───── Material for this exercise ─────
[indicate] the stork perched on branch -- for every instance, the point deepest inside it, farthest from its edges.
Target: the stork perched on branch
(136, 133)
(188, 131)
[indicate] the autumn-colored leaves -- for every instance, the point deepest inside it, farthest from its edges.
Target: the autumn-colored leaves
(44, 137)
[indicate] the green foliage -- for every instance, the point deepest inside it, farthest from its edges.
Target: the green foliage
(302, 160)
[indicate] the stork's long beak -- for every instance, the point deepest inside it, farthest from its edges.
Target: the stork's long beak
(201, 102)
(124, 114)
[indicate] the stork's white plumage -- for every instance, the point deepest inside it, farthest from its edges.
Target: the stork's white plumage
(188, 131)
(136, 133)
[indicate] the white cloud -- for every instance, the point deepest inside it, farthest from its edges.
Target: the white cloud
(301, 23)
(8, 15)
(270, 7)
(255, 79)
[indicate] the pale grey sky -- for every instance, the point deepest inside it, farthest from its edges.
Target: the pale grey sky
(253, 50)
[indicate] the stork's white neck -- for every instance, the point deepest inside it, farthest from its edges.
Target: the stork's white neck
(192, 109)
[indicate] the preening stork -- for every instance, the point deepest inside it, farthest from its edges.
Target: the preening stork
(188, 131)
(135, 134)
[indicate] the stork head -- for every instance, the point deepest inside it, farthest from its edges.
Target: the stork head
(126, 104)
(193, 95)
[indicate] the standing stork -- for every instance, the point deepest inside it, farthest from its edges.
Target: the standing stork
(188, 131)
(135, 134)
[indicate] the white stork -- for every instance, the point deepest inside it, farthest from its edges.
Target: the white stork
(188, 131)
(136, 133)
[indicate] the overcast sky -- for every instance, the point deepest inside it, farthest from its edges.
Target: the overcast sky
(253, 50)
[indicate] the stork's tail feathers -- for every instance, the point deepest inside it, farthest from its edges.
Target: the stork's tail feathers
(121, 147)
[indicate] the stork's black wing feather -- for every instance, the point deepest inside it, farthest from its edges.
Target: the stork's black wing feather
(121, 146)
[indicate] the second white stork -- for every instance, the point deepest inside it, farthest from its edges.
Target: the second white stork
─────
| What needs to be done |
Copying begins at the line that holds "Target: the stork's black wing feather" and ends at the last line of the data above, with both included and each line kept exactly.

| Written reply |
Target: the stork's black wing feather
(121, 146)
[indicate] the second white stork -- for every instance, the point deepest inside it, farthest from its edges.
Target: the second white stork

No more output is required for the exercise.